Excerpted text |
• • • • • • •

The study involved 621 people in the U.K. and found that their peak viral load was similar regardless of vaccination status.

The study found that of 205 household contacts of people who had the Delta infection, 38% of household contacts who were unvaccinated tested positive for COVID-19, and 25% of vaccinated contacts tested positive for the Delta variant of coronavirus.

"By carrying out repeated and frequent sampling from contacts of COVID-19 cases, we found that vaccinated people can contract and pass on infection within households, including to vaccinated household members," Dr. Anika Singanayagam, co-lead author of the study, said.

Ajit Lalvani, a professor of infectious diseases at Imperial College London who co-led the study, said, "Vaccines are critical to controlling the pandemic, as we know they are very effective at preventing serious illness and death from COVID-19. However, our findings show that vaccination alone is not enough to prevent people from being infected with the Delta variant and spreading it in household settings."

"The ongoing transmission we are seeing between vaccinated people makes it essential for unvaccinated people to get vaccinated to protect themselves from acquiring infection and severe COVID-19, especially as more people will be spending time inside in close proximity during the winter months," Lalvani added.

The study revealed that the median length of time since vaccination that the vaccinated infected contacts were recruited for the study was 101 days compared to an average of 64 days for uninfected contacts. This could point to a timeframe when COVID-19 vaccines lose their protective immunity — which is a much shorter time period than previously reported.

• • • • • • •

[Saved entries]
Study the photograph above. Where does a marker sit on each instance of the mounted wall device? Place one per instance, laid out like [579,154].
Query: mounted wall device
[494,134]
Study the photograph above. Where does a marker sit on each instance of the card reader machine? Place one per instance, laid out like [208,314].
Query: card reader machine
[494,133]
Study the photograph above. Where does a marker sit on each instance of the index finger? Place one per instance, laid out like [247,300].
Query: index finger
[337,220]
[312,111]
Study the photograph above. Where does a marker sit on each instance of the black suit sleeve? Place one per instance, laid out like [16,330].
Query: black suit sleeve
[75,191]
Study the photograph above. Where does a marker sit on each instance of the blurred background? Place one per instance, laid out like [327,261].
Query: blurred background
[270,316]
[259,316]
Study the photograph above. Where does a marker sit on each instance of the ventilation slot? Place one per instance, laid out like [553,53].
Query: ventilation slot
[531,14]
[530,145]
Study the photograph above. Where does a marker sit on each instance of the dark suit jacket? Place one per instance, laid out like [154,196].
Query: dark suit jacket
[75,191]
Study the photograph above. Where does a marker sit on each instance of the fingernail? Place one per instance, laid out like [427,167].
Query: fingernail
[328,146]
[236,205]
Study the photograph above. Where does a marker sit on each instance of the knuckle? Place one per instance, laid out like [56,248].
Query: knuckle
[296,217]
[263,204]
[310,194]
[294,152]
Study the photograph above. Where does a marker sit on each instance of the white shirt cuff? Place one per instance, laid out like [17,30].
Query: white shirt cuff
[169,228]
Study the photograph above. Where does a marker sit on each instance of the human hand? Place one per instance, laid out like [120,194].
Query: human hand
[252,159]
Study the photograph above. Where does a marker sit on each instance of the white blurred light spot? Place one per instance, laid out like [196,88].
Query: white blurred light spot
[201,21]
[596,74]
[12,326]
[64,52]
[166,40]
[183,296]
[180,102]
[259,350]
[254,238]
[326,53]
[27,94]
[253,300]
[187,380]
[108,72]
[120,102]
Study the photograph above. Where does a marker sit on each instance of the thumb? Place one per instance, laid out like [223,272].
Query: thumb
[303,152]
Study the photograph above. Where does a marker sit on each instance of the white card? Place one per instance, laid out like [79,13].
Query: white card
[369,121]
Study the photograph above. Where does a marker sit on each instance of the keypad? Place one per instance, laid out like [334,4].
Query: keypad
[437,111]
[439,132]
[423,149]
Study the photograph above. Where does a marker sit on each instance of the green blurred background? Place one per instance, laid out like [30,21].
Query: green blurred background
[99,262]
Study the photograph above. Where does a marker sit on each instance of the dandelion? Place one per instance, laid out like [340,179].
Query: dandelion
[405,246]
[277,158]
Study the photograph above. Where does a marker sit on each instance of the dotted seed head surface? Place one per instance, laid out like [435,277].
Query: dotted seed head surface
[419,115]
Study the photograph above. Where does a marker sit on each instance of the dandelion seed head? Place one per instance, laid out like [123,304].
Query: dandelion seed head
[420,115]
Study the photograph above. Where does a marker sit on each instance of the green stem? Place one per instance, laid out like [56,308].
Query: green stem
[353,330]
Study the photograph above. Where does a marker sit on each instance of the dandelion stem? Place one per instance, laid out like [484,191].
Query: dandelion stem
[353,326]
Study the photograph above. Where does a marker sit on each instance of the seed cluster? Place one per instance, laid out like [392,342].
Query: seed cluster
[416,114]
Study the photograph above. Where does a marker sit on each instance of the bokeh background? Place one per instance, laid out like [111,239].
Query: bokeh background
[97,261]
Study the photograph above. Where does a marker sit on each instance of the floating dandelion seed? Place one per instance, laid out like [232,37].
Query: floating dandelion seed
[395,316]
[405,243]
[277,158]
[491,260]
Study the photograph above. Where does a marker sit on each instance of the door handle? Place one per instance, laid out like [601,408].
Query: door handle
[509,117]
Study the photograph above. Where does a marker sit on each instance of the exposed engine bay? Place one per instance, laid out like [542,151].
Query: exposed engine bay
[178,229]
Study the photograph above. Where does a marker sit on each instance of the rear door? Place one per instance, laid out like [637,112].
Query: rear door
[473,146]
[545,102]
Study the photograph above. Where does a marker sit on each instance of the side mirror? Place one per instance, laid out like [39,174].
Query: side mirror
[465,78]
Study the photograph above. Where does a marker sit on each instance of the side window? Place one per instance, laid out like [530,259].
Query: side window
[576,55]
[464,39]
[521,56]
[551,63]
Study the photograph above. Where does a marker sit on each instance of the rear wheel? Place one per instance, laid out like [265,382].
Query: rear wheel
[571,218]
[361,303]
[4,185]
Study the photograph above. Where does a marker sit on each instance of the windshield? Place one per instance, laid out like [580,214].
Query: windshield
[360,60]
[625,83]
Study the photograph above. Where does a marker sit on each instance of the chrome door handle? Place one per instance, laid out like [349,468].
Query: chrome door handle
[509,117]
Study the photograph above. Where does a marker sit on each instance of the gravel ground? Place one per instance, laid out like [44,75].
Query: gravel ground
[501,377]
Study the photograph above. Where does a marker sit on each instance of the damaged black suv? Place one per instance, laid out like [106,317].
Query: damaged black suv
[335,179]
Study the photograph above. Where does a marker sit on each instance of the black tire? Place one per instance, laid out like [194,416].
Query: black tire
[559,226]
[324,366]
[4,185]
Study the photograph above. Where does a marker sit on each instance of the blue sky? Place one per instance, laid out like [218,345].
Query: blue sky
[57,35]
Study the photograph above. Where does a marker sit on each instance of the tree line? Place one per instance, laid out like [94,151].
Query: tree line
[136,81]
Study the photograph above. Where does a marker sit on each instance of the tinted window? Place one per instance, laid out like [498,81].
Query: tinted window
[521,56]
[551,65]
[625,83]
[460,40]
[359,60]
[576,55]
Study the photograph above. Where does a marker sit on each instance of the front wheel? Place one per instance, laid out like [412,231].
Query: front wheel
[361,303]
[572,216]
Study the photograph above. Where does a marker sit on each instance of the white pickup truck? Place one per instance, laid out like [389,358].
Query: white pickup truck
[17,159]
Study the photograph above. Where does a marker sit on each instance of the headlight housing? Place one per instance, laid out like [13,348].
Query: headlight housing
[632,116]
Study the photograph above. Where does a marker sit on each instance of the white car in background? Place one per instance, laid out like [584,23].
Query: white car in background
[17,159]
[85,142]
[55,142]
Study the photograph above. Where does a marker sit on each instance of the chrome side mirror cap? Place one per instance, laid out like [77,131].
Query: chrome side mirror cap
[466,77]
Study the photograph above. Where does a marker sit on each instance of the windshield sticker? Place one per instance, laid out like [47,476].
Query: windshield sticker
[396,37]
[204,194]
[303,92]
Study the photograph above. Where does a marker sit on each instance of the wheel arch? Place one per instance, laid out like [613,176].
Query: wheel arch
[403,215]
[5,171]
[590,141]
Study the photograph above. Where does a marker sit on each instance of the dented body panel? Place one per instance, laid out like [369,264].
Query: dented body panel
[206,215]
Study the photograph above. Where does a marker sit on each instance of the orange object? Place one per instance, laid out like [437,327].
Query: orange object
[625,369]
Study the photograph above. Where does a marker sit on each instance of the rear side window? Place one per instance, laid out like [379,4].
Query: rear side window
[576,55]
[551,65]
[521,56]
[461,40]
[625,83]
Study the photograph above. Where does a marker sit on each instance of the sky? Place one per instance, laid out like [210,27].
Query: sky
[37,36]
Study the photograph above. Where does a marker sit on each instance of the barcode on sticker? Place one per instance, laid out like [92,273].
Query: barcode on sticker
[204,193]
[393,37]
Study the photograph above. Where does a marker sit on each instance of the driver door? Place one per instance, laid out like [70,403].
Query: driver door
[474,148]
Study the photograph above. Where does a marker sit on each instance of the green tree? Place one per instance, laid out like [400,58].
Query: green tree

• • • • • • •

Problem requirements | Transcribe, word for word, the portion of the excerpt on the Delta variant study that opens with the words containing "The study found" and closes with "variant of coronavirus.".

Task output |
The study found that of 205 household contacts of people who had the Delta infection, 38% of household contacts who were unvaccinated tested positive for COVID-19, and 25% of vaccinated contacts tested positive for the Delta variant of coronavirus.